**Task brief:** Each entry below is to be printed verbatim.

»»

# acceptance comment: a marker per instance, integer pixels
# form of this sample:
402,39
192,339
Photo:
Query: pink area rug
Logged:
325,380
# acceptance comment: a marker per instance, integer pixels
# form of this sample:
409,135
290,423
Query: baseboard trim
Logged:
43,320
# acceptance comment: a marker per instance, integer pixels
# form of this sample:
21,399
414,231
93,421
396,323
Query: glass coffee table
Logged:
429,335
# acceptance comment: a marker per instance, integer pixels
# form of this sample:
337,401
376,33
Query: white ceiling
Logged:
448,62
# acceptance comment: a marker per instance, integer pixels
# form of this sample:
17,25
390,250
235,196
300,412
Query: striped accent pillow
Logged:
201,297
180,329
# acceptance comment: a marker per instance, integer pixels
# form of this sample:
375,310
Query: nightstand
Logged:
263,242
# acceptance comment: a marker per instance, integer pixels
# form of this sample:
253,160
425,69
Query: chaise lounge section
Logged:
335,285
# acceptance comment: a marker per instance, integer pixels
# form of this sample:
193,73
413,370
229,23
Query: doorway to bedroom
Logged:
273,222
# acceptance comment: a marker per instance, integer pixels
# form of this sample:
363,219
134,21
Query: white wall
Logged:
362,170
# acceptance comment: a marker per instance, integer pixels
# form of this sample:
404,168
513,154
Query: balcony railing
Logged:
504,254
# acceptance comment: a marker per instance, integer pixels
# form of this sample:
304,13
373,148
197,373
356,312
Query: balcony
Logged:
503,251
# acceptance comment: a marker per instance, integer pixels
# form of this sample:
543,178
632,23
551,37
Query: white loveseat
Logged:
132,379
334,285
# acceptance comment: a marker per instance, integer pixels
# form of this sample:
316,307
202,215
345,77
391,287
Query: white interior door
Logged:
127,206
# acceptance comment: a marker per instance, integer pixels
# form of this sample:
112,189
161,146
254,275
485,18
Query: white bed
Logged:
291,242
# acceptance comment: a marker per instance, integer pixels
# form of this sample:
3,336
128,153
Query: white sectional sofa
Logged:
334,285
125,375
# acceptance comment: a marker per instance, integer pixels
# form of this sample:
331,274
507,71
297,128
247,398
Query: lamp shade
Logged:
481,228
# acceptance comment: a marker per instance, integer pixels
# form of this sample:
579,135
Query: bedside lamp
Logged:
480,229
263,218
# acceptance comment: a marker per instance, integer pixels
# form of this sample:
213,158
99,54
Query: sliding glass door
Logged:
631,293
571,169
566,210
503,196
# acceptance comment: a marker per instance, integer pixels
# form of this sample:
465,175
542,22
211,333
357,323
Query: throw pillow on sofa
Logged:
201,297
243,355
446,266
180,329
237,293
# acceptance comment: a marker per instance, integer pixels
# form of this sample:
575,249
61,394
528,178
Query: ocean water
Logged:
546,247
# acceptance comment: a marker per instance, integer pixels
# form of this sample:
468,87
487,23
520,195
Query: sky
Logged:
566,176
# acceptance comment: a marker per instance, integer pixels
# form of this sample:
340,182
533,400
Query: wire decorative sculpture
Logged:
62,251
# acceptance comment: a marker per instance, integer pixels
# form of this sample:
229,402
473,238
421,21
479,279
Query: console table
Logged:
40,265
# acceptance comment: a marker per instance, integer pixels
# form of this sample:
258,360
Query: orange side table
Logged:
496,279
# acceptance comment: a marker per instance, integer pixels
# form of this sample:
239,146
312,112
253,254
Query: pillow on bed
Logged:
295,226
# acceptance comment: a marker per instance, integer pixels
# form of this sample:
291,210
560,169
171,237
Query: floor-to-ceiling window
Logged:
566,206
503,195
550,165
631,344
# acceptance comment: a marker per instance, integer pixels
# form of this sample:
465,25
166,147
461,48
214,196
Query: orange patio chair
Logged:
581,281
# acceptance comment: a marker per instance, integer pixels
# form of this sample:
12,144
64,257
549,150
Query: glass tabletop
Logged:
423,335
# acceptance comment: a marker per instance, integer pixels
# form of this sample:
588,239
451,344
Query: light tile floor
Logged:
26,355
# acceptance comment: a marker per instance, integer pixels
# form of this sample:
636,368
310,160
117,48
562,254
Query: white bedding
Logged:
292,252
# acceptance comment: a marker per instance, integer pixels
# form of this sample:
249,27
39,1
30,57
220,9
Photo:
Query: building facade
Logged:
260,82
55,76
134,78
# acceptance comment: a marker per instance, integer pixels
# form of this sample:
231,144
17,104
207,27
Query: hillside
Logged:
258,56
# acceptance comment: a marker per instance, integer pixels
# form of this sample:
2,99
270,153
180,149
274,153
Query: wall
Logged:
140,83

««

**Solution to this exercise:**
# acceptance comment: a marker per instance, integer pixels
# form of this sample:
402,39
192,339
Photo:
Query: pink area rug
Logged:
325,380
# acceptance comment: a marker per instance, integer pixels
# form of this sample:
409,135
290,423
Query: baseboard trim
Logged:
43,320
# acceptance comment: a marker per instance, integer pixels
# form of this sample:
21,399
414,231
93,421
396,323
Query: glass coffee table
Logged:
429,335
# acceptance comment: a marker per instance, integer pixels
# form of this sample:
337,401
376,33
Query: white ceiling
Logged:
448,62
# acceptance comment: a marker per instance, integer pixels
# form of this sample:
17,25
390,250
235,196
300,412
Query: striped accent pillow
Logged:
201,297
180,329
# acceptance comment: a marker per instance, integer pixels
# form of this sample:
375,310
Query: nightstand
Logged:
263,242
# acceptance comment: a marker per instance, integer pixels
# form of this sample:
253,160
425,69
Query: chaise lounge section
Logged:
335,285
# acceptance comment: a marker per instance, integer pixels
# form of this sample:
193,73
413,370
229,23
Query: doorway to bedroom
Logged:
273,222
# acceptance comment: a marker per instance, integer pixels
# form of this sample:
363,219
134,21
Query: white wall
Logged:
362,170
# acceptance comment: a marker per instance, integer pixels
# form of this sample:
404,168
513,154
Query: balcony railing
Logged:
504,254
# acceptance comment: a marker per instance, integer pixels
# form of this sample:
304,13
373,148
197,373
356,312
Query: balcony
Logged:
503,251
# acceptance comment: a marker per instance, integer pixels
# form of this sample:
543,178
632,23
551,37
Query: white loveseat
Logged:
132,379
334,285
# acceptance comment: a marker per instance, integer pixels
# form of this sample:
316,307
202,215
345,77
391,287
Query: white interior door
Logged:
127,206
# acceptance comment: a marker per instance, integer pixels
# form of this sample:
112,189
161,146
254,275
485,18
Query: white bed
Logged:
291,242
# acceptance comment: a marker per instance, integer pixels
# form of this sample:
3,336
128,153
Query: white sectional sofa
Logged:
334,285
125,375
# acceptance comment: a marker per instance, integer pixels
# form of this sample:
331,274
507,71
297,128
247,398
Query: lamp shade
Logged:
481,228
# acceptance comment: a marker per instance, integer pixels
# form of this sample:
579,135
Query: bedside lamp
Logged:
480,229
263,218
# acceptance comment: a marker per instance, integer pixels
# form of this sample:
213,158
99,54
Query: sliding glass door
Logged:
631,293
571,169
566,210
503,196
# acceptance comment: a marker per instance, integer pixels
# form of this sample:
465,175
542,22
211,333
357,323
Query: throw pillow on sofa
Logged:
201,297
243,355
446,266
180,329
237,293
# acceptance comment: a marker per instance, integer pixels
# form of this sample:
575,249
61,394
528,178
Query: ocean water
Logged:
546,247
# acceptance comment: a marker per instance, integer pixels
# form of this sample:
468,87
487,23
520,195
Query: sky
Logged:
566,176
# acceptance comment: a marker per instance, integer pixels
# form of this sample:
340,182
533,400
Query: wire decorative sculpture
Logged:
62,251
# acceptance comment: a marker per instance, integer pixels
# form of this sample:
229,402
473,238
421,21
479,279
Query: console table
Logged:
40,265
# acceptance comment: a marker per instance, integer pixels
# form of this sample:
258,360
Query: orange side table
Logged:
496,279
# acceptance comment: a marker per instance, integer pixels
# form of this sample:
239,146
312,112
253,254
Query: pillow on bed
Logged:
295,226
# acceptance comment: a marker per instance, integer pixels
# form of this sample:
291,210
560,169
171,237
Query: floor-to-ceiling window
Logged:
566,206
503,195
550,165
631,344
# acceptance comment: a marker per instance, integer pixels
# form of this sample:
465,25
166,147
461,48
214,196
Query: orange patio chair
Logged:
581,281
# acceptance comment: a marker per instance, integer pixels
# form of this sample:
12,144
64,257
549,150
Query: glass tabletop
Logged:
423,335
# acceptance comment: a marker per instance, integer pixels
# form of this sample:
588,239
451,344
Query: light tile floor
Logged:
26,355
# acceptance comment: a marker per instance, integer pixels
# form of this sample:
636,368
310,160
117,48
562,254
Query: white bedding
Logged:
292,252
# acceptance comment: a marker per instance, integer pixels
# form of this sample:
249,27
39,1
30,57
220,9
Photo:
Query: building facade
Logged:
260,82
55,76
134,78
# acceptance comment: a marker per instance, integer pixels
# form of this sample:
231,144
17,104
207,27
Query: hillside
Logged:
258,56
# acceptance comment: a marker per instance, integer pixels
# form of this sample:
2,99
270,153
180,149
274,153
Query: wall
Logged:
140,83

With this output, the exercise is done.